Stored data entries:
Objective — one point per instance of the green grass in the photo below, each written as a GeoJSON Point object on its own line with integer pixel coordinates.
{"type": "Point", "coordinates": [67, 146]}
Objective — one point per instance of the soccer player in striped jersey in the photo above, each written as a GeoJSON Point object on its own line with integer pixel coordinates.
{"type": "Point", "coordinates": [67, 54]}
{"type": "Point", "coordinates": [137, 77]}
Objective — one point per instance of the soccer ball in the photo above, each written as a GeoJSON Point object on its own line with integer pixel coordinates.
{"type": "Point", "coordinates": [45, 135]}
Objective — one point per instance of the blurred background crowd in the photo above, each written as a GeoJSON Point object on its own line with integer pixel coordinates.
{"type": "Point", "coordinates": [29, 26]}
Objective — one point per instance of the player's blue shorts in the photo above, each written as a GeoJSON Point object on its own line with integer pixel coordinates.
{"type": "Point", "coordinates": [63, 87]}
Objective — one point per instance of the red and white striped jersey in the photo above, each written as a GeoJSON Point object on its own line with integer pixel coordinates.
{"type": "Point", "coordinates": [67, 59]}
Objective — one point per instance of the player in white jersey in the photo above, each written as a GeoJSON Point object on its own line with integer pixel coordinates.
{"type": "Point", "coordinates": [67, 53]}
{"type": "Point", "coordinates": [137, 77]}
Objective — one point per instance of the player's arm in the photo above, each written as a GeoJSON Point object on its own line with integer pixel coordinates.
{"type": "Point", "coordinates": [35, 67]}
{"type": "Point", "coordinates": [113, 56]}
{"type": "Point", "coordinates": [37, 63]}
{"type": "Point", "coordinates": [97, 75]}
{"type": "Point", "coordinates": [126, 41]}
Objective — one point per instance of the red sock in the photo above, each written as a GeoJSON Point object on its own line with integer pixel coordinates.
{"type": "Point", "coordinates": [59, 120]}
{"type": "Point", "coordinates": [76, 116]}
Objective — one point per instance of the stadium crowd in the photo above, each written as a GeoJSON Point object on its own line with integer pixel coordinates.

**Work to complete:** Repeat the records exactly, including every line.

**Response for this exercise:**
Objective — one point per instance of the green grass in the photo below, each written as a GeoJSON Point object on its own line with integer pixel coordinates.
{"type": "Point", "coordinates": [67, 146]}
Objective — one point per instance of the soccer player in striped jersey in the photo above, each written as a GeoJSON Point object on its own line with integer pixel coordinates.
{"type": "Point", "coordinates": [67, 54]}
{"type": "Point", "coordinates": [137, 77]}
Objective — one point per instance of the soccer ball in the photo above, each written as a GeoJSON Point object on its own line with integer pixel coordinates.
{"type": "Point", "coordinates": [45, 135]}
Objective — one point per instance of the blurred background crowd in the photo above, each written as a GeoJSON Point object on its own line with integer pixel coordinates.
{"type": "Point", "coordinates": [29, 26]}
Objective — one point per instance of the player's blue shorts in the photo above, each written as a GeoJSON Point object on its own line with integer pixel coordinates.
{"type": "Point", "coordinates": [63, 87]}
Objective — one point per instance of the red and white striped jersey in the photo above, each written as a GeoJSON Point object on its own line with integer pixel coordinates.
{"type": "Point", "coordinates": [67, 59]}
Objective — one point per instance of the player in white jersey in the photo above, each written as a GeoJSON Point object on its own line with integer pixel coordinates.
{"type": "Point", "coordinates": [67, 53]}
{"type": "Point", "coordinates": [137, 77]}
Objective — one point per instance of the player's arm in the photo above, each written as a GeoJSON Point object on its own line with integer pixel coordinates.
{"type": "Point", "coordinates": [35, 67]}
{"type": "Point", "coordinates": [113, 56]}
{"type": "Point", "coordinates": [37, 63]}
{"type": "Point", "coordinates": [97, 75]}
{"type": "Point", "coordinates": [126, 41]}
Objective — one point per instance of the red sock in the photo above, each written as a GeoJSON Point object on its own line with integer pixel coordinates.
{"type": "Point", "coordinates": [59, 120]}
{"type": "Point", "coordinates": [76, 116]}
Objective — one point per instance of the stadium crowd in the photo above, each written as a GeoJSON Point object on its own line with integer pixel coordinates.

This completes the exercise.